[Exercise directions] Count how many of the lines below contain the word "black" and reply with that number alone.

[Input]
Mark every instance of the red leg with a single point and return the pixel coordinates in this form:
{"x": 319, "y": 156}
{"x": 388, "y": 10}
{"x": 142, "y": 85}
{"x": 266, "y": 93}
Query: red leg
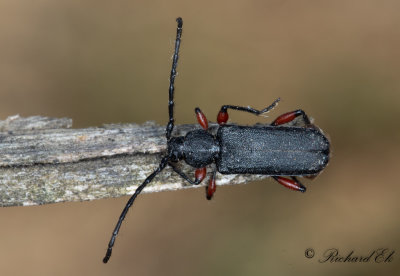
{"x": 222, "y": 117}
{"x": 201, "y": 118}
{"x": 292, "y": 184}
{"x": 199, "y": 175}
{"x": 290, "y": 116}
{"x": 210, "y": 189}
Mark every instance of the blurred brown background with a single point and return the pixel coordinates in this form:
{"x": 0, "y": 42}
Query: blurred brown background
{"x": 108, "y": 61}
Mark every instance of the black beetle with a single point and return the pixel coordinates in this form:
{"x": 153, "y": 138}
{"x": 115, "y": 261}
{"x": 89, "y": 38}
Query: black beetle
{"x": 274, "y": 150}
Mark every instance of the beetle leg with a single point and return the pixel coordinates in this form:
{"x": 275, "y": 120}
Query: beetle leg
{"x": 290, "y": 116}
{"x": 223, "y": 116}
{"x": 292, "y": 184}
{"x": 211, "y": 187}
{"x": 200, "y": 174}
{"x": 201, "y": 118}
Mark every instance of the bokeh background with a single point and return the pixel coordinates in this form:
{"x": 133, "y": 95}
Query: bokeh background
{"x": 108, "y": 61}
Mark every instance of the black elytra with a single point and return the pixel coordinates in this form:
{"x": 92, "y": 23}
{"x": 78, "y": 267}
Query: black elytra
{"x": 278, "y": 149}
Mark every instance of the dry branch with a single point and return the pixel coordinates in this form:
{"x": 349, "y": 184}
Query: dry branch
{"x": 43, "y": 160}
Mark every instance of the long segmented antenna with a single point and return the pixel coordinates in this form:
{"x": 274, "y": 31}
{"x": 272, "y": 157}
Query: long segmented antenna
{"x": 162, "y": 165}
{"x": 164, "y": 161}
{"x": 170, "y": 125}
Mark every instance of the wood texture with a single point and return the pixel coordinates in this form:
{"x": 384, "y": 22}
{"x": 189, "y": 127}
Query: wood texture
{"x": 43, "y": 160}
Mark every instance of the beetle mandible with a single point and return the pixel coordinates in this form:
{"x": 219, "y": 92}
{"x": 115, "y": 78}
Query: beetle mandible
{"x": 278, "y": 149}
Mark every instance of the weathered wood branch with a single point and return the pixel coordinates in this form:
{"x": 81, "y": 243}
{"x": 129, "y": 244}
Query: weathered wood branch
{"x": 43, "y": 160}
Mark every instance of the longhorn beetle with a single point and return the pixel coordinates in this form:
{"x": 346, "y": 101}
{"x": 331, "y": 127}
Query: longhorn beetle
{"x": 276, "y": 150}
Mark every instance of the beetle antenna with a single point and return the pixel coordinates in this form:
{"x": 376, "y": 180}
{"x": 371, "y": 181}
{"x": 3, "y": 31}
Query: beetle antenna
{"x": 170, "y": 125}
{"x": 162, "y": 165}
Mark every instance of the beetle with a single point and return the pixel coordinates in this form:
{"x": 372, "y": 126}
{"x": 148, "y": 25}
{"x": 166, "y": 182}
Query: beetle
{"x": 278, "y": 149}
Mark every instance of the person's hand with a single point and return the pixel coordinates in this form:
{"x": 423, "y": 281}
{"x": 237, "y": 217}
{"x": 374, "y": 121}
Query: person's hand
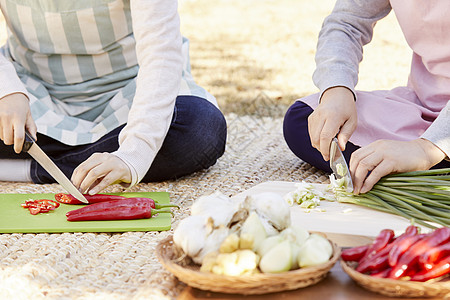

[Reply] 4